**Description of the task**
Reproduce the lines below word for word, leaving out the pictures.

--- start of Exercise input ---

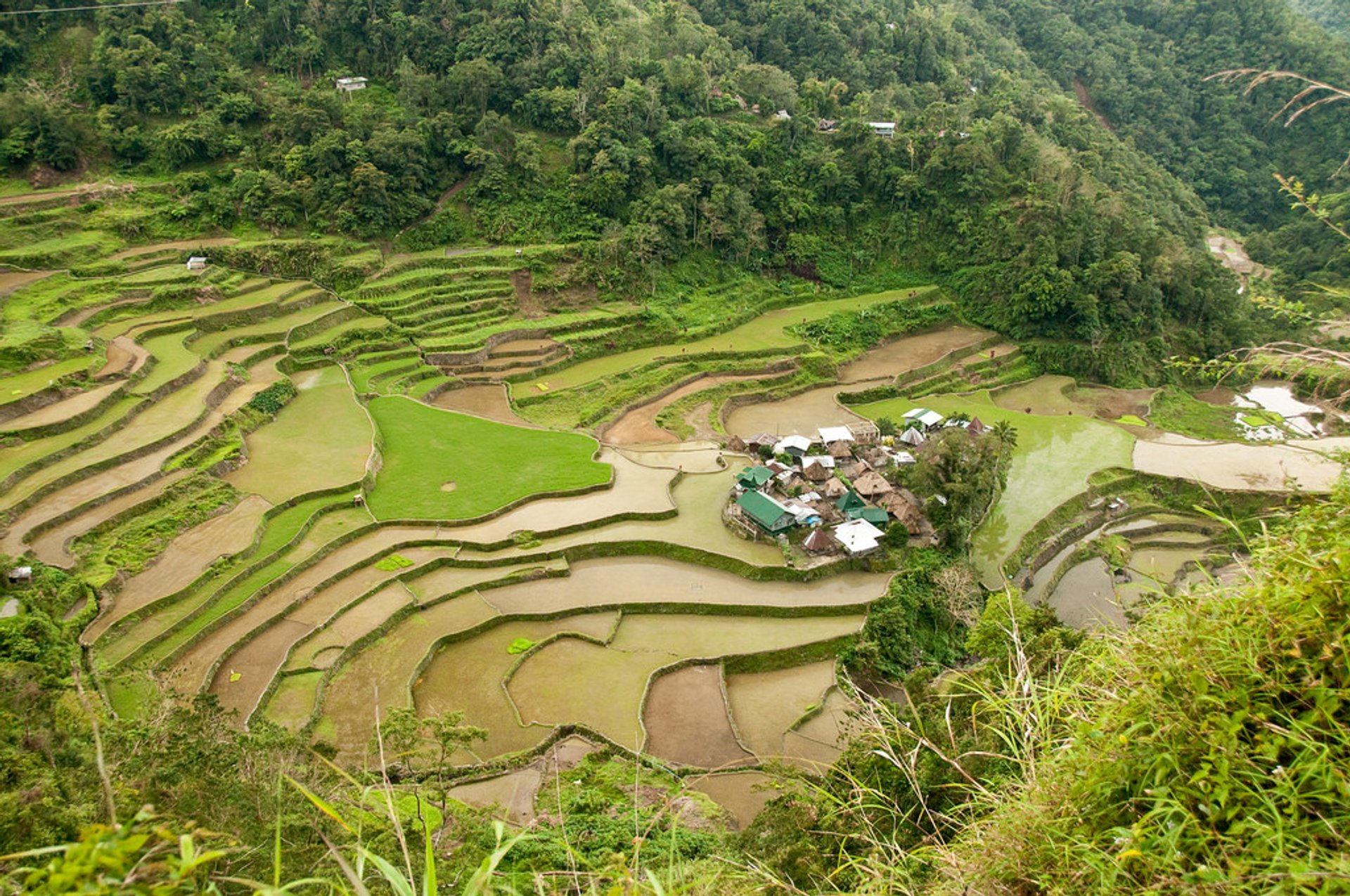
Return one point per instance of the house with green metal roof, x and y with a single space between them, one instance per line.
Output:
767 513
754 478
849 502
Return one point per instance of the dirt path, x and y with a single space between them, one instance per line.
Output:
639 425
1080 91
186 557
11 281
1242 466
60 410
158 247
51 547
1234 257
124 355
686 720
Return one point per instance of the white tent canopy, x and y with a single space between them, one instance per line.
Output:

--- end of Exercise input ---

**Solution for this task**
Return one point per instance of the house with green metal roof, x and y with a single space between them, one instance per line.
Output:
767 513
754 478
849 502
Return one point per instance of the dirt path, x and y with a single space between them, one instance per line.
Output:
639 425
1080 91
186 557
11 281
1242 466
60 410
158 247
51 547
1234 257
124 355
686 720
Return one point per instance of the white tent canopy, x and y with a single space between them, one instance per line.
Output:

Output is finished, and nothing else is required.